===== DATA EXCERPTS
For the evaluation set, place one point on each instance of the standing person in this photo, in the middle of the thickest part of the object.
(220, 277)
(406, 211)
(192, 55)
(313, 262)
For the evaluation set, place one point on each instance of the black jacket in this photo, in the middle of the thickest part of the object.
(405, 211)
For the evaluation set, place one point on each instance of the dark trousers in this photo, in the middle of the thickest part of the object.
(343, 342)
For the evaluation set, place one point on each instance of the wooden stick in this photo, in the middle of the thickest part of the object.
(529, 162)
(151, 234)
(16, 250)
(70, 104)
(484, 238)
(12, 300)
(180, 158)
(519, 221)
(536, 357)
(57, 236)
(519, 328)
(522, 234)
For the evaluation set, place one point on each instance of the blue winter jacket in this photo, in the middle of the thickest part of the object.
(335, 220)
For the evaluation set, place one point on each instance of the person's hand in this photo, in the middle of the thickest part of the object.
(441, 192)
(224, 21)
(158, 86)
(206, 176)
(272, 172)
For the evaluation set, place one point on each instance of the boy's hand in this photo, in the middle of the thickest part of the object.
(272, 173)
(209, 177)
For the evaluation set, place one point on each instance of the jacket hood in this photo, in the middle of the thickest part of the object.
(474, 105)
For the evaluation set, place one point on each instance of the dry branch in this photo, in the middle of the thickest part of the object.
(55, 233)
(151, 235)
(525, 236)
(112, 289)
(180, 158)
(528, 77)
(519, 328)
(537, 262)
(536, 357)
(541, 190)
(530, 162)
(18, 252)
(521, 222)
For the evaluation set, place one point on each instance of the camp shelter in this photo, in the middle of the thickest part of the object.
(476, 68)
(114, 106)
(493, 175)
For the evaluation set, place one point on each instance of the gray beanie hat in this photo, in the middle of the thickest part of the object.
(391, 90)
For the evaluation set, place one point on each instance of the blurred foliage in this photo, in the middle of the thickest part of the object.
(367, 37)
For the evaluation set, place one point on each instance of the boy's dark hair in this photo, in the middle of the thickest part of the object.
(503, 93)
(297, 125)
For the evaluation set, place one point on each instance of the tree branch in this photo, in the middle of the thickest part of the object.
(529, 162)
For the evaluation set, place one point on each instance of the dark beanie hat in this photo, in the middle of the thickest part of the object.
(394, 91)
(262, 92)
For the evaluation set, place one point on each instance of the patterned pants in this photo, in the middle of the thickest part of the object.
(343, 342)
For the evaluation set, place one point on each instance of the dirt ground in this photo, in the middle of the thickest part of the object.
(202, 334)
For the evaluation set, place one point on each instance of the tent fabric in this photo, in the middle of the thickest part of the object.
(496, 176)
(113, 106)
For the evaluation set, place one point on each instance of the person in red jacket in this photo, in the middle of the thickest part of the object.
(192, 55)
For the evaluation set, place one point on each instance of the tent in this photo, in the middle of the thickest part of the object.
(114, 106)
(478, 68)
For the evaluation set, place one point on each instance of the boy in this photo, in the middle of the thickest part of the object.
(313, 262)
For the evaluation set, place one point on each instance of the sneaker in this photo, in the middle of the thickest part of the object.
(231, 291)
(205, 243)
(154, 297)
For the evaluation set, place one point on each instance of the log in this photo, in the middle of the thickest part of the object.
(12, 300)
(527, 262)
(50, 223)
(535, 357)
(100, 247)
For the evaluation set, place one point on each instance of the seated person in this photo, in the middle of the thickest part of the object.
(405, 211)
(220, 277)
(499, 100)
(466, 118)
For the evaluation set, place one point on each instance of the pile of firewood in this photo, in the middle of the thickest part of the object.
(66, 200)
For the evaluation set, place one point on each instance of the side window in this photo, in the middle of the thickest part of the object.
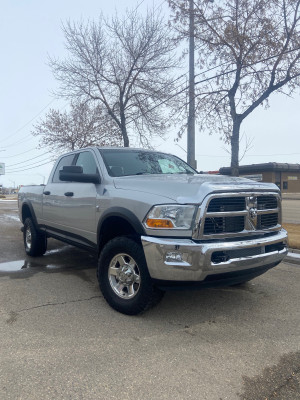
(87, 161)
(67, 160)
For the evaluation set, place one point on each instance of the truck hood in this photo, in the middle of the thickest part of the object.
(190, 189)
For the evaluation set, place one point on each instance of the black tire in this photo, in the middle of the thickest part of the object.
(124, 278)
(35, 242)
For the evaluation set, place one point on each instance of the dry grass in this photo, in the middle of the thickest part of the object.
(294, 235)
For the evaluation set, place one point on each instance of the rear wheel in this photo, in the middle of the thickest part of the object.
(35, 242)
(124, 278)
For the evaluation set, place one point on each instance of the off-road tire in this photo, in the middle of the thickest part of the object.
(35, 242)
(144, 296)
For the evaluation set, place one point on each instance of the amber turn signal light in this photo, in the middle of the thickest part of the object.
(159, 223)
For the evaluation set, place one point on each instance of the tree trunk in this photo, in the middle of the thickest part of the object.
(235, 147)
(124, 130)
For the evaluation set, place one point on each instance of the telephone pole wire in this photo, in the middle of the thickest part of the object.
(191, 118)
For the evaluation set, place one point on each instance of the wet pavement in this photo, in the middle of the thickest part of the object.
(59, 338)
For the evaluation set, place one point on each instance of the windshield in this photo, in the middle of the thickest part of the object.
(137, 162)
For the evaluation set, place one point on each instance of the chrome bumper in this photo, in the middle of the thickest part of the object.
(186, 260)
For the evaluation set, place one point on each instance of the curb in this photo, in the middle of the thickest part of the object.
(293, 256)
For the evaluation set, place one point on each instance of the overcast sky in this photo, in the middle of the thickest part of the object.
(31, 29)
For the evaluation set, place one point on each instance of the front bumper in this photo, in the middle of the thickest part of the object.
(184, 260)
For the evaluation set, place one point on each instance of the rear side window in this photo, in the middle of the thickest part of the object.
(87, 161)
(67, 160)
==========
[SET EXERCISE]: Update every one of the rows above by replacing "evaluation set" with "test set", leaving everything else as it stands. Omit the images from your answer.

[CORRECT RESULT]:
For the test set, place one point on each instance of the standing person in this photo, in the middle of the thickest part of the object.
(220, 277)
(406, 211)
(192, 55)
(313, 262)
For the test set, place one point on each instance of the black jacket in this photo, in the middle of the thickest part of the object.
(405, 211)
For the test set, place one point on each instance of the dark trousers in this photo, in the middle of the thickest part of the object.
(343, 342)
For the test set, place one point on each instance of the wooden stick in this photo, in the middle of the thickest part of the object.
(529, 162)
(151, 234)
(16, 250)
(70, 104)
(484, 238)
(12, 300)
(180, 158)
(519, 221)
(536, 357)
(57, 236)
(519, 328)
(522, 234)
For the test set, place one point on each instance of the blue winter jacket in this photo, in the middle of the thickest part of the object.
(335, 220)
For the test set, place one point on each instance of the person's hand in this photo, in the middle of the thickest part of the object.
(441, 192)
(224, 21)
(158, 86)
(206, 176)
(272, 172)
For the test set, place one point on each instance of the boy's hand in this photo, in the middle of the thickest part of the object.
(272, 173)
(209, 177)
For the test set, place one point on each instance of the jacket hood in this photo, in the middle of the thickest part of the object.
(474, 105)
For the test set, place one point on each instance of the dry branch in this photo, in the middle of the thickest part of the object.
(55, 233)
(151, 235)
(525, 236)
(112, 289)
(180, 158)
(528, 77)
(519, 328)
(537, 262)
(536, 357)
(541, 190)
(530, 162)
(18, 252)
(521, 222)
For the test set, place one point on each instance of the camp shelter in this photo, in the middle of the thickest part of the object.
(476, 68)
(114, 106)
(493, 175)
For the test set, place one point on each instance of the gray beanie hat in this photo, in the middle of the thickest part of the object.
(391, 90)
For the test set, place one point on each instance of the blurred foliage in this photo, in the middle of the thickest part of the object.
(367, 37)
For the test set, place one point on each instance of the boy's dark hair in this photo, in the middle of the thickest part of the object.
(503, 93)
(297, 125)
For the test set, place one point on each instance of the tree branch in this photo, in the middle of the thickest part of the object.
(529, 162)
For the test set, place one point on each instance of the dark beanie hat in this photo, in the middle of the thickest part of the object.
(394, 91)
(262, 92)
For the test set, place one point on each instance of the patterned pants in this photo, in the middle of the thickest part of the object.
(343, 342)
For the test set, place one point on each instance of the dirt ground in this photo, in the middle of the thickest part of the object.
(202, 334)
For the test set, place one point on each instance of the tent fabric in this photo, in the middle of the thickest part of the object.
(496, 176)
(113, 106)
For the test set, place one point on each instance of the person in red jacket in this photo, in the middle of the thickest part of the object.
(192, 55)
For the test set, place one point on each instance of the tent in this photo, in the middle of the thickest part of the object.
(114, 106)
(478, 68)
For the test set, place one point on each instance of the boy in this photo, in the middle of the thickest part of the object.
(313, 262)
For the test set, place one point on each instance of the sneaker in this photo, in the middle of the thickest part of the object.
(231, 291)
(205, 243)
(154, 297)
For the test set, place one point on each instance of the log in this photo, in the middle of the thickest part of the object.
(12, 300)
(527, 262)
(50, 223)
(535, 357)
(100, 247)
For the test set, place one point on each instance of the seated person in this photo, in the middle of the thickest part of the object.
(405, 211)
(220, 277)
(499, 100)
(466, 118)
For the test set, place one point on each instance of the pile of firewood in this photo, in the middle of the thickest part of the object.
(66, 200)
For the test set, place one point on each instance of the side window in this photo, in the middle of the thickest part of the object.
(87, 161)
(67, 160)
For the test set, place one point on each instance of the truck hood in this photo, in the middle of the thickest part of the object.
(190, 189)
For the test set, place one point on each instance of the black tire in this photo, in the middle of the thickest part of the object.
(124, 278)
(35, 242)
For the test set, place one point on each instance of the dry grass in this photo, in the middle of the thickest part of the object.
(294, 235)
For the test set, place one point on each instance of the rear wheel in this photo, in the middle of the thickest part of the object.
(35, 242)
(124, 278)
For the test set, place one point on each instance of the off-road tire in this photo, in the middle of the thickest part of the object.
(35, 242)
(144, 296)
For the test set, place one point on each instance of the amber turn signal light in this photo, in the middle of the thickest part of the object.
(159, 223)
For the test set, place one point on each instance of the tree trunk in this photo, in the middle of the thickest part of the object.
(235, 147)
(124, 130)
For the test set, place one point on each instance of the telephone pole wire in this photo, in the middle of the thickest part of the object.
(191, 118)
For the test set, place one point on each instance of the wet pavement in this photo, in the middle of the thickest part of the object.
(59, 338)
For the test set, place one point on each instance of the windshield in this photo, in the middle of the thickest part of the object.
(137, 162)
For the test set, place one point on each instance of the chrome bumper in this photo, in the middle of the thickest part of the object.
(186, 260)
For the test set, place one point on each instance of the curb in this photo, in the middle of the thickest part of the object.
(293, 256)
For the test set, place one point on each instance of the overcast sky in this photo, in the middle of the thickest part of the object.
(31, 29)
For the test set, place one point on each instance of the front bumper in this photo, in the middle of the thickest part of the object.
(184, 260)
For the test set, place one point on each instance of the rear side window in this photo, in the middle of the thickest part of the object.
(87, 161)
(67, 160)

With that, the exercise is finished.